--- EXERCISE REQUIREMENTS ---
Recast the records below, from the line with "Question. Locate the archway" up to and including the line with "x=103 y=156", as a Markdown table. Give it two columns: Row, holding a running number, and Line, holding that line's text, with blank lines left out.

--- STORED DATA ---
· · ·

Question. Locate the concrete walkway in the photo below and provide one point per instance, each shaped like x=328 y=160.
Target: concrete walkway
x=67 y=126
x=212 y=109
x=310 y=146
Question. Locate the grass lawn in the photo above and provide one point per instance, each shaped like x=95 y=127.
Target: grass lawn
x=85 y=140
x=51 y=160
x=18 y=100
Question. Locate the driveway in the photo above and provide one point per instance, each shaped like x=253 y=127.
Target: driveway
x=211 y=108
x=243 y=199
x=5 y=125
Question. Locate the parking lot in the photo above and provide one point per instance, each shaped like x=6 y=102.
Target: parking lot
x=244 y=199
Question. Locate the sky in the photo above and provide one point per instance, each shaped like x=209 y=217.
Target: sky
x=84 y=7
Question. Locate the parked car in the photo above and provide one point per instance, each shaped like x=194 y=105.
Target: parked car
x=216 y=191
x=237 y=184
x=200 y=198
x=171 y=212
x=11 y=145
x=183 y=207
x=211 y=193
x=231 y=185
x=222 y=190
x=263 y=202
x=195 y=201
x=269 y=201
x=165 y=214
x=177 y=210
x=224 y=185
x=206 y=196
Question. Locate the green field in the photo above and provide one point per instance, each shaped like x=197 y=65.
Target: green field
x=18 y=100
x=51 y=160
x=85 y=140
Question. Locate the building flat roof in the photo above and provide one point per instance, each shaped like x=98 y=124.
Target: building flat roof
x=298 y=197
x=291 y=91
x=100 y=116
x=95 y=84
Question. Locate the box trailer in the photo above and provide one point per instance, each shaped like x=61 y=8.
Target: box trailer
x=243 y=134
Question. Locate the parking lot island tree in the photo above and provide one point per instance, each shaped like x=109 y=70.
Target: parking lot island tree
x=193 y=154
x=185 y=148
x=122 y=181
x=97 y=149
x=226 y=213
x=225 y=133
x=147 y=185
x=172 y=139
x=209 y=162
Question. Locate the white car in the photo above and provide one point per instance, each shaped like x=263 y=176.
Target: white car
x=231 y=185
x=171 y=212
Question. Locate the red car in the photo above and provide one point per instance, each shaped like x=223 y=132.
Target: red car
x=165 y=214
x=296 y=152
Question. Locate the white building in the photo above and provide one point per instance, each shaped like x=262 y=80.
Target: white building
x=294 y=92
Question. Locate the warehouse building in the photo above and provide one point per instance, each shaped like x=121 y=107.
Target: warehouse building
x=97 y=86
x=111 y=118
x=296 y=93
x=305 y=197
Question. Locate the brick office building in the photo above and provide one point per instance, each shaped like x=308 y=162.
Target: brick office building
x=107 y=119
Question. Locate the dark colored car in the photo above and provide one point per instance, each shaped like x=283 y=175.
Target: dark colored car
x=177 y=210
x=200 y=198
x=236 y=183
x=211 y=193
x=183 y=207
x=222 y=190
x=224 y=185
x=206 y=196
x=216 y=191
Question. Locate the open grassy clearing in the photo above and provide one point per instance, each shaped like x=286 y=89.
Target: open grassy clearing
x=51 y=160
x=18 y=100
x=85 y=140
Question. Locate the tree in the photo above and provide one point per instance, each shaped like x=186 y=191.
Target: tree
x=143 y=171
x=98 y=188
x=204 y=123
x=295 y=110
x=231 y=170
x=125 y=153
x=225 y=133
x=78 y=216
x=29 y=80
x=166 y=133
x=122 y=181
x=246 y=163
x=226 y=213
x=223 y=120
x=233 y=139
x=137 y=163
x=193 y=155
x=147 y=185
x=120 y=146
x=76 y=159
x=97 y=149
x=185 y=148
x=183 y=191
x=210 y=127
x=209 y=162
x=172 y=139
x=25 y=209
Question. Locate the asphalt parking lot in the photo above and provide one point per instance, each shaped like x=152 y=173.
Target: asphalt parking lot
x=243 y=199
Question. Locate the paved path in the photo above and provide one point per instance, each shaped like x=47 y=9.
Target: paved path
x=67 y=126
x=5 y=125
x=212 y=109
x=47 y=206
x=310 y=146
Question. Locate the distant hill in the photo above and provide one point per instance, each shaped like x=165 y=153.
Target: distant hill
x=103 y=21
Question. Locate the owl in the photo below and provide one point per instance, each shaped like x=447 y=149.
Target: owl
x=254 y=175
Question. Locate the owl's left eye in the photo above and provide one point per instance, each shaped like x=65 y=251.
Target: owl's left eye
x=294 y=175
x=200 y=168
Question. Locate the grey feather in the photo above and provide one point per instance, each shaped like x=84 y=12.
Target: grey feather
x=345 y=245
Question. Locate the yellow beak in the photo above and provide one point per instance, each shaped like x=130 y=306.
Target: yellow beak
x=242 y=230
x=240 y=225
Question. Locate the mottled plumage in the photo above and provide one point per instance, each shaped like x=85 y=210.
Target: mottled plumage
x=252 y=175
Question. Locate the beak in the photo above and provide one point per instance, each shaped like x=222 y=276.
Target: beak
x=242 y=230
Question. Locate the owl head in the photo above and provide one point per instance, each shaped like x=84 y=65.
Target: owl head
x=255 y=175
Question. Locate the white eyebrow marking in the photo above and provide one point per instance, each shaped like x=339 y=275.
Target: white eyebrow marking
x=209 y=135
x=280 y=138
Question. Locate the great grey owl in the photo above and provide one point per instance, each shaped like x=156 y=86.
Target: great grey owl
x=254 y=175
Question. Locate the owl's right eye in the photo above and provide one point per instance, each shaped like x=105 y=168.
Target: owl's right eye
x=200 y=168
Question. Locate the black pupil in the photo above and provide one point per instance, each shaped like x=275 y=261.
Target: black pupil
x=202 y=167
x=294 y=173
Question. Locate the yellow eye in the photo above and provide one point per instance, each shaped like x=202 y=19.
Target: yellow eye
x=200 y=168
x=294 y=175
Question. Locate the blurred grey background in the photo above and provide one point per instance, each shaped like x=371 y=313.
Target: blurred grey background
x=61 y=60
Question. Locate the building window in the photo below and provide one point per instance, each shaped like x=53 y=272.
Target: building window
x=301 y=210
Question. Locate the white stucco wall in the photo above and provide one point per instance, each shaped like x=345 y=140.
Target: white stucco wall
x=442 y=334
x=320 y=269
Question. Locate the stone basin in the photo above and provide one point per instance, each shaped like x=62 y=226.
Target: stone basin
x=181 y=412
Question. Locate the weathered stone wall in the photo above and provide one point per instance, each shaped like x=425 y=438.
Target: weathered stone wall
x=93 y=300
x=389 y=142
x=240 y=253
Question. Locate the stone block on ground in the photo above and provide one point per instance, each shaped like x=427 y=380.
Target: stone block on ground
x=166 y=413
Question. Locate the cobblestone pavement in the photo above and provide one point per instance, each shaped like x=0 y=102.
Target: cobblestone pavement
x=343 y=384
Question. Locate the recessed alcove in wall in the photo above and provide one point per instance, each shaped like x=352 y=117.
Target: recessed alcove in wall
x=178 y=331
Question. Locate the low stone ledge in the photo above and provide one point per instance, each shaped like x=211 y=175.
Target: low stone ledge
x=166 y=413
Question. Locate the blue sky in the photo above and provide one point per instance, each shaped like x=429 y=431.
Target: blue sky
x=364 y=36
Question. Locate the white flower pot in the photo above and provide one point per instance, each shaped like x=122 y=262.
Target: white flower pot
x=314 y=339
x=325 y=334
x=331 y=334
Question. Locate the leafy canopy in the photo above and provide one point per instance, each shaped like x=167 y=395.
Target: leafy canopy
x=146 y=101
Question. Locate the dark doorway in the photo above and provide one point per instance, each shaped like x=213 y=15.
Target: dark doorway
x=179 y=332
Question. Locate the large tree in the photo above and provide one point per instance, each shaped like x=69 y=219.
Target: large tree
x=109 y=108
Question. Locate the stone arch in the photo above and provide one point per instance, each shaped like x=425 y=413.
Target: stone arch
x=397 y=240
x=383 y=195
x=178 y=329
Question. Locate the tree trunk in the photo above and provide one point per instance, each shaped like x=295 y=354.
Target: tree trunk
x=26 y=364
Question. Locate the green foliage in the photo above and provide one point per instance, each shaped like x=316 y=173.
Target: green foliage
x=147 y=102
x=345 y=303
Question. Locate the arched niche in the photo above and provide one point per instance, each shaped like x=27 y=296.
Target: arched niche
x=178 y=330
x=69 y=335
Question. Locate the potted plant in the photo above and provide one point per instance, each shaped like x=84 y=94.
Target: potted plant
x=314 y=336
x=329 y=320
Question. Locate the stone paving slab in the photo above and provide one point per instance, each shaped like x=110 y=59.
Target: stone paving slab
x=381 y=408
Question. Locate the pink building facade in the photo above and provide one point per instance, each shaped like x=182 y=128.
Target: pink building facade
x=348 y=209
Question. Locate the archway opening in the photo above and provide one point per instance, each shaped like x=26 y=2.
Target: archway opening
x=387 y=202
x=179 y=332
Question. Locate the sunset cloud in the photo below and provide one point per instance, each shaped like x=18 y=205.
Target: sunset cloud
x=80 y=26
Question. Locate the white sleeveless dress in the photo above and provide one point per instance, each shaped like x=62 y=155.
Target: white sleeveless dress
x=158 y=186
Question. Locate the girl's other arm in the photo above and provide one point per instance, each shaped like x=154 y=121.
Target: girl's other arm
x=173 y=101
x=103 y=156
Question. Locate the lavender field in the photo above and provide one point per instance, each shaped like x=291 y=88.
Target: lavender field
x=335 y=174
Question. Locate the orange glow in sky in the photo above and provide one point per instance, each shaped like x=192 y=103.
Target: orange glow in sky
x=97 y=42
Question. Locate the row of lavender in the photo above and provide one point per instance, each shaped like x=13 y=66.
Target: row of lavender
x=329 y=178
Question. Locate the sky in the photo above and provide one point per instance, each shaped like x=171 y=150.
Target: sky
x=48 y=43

· · ·

--- EXERCISE SOLUTION ---
| Row | Line |
|---|---|
| 1 | Question. Locate the archway opening in the photo above and provide one point per instance, each shaped like x=26 y=2. |
| 2 | Target: archway opening |
| 3 | x=387 y=202 |
| 4 | x=179 y=332 |
| 5 | Question. Locate the sunset cloud in the photo below and provide one point per instance, each shaped like x=18 y=205. |
| 6 | Target: sunset cloud |
| 7 | x=80 y=26 |
| 8 | Question. Locate the white sleeveless dress in the photo above and provide one point per instance, each shaped like x=62 y=155. |
| 9 | Target: white sleeveless dress |
| 10 | x=158 y=186 |
| 11 | Question. Locate the girl's other arm in the photo above and provide one point per instance, each shaped like x=154 y=121. |
| 12 | Target: girl's other arm |
| 13 | x=173 y=101 |
| 14 | x=103 y=156 |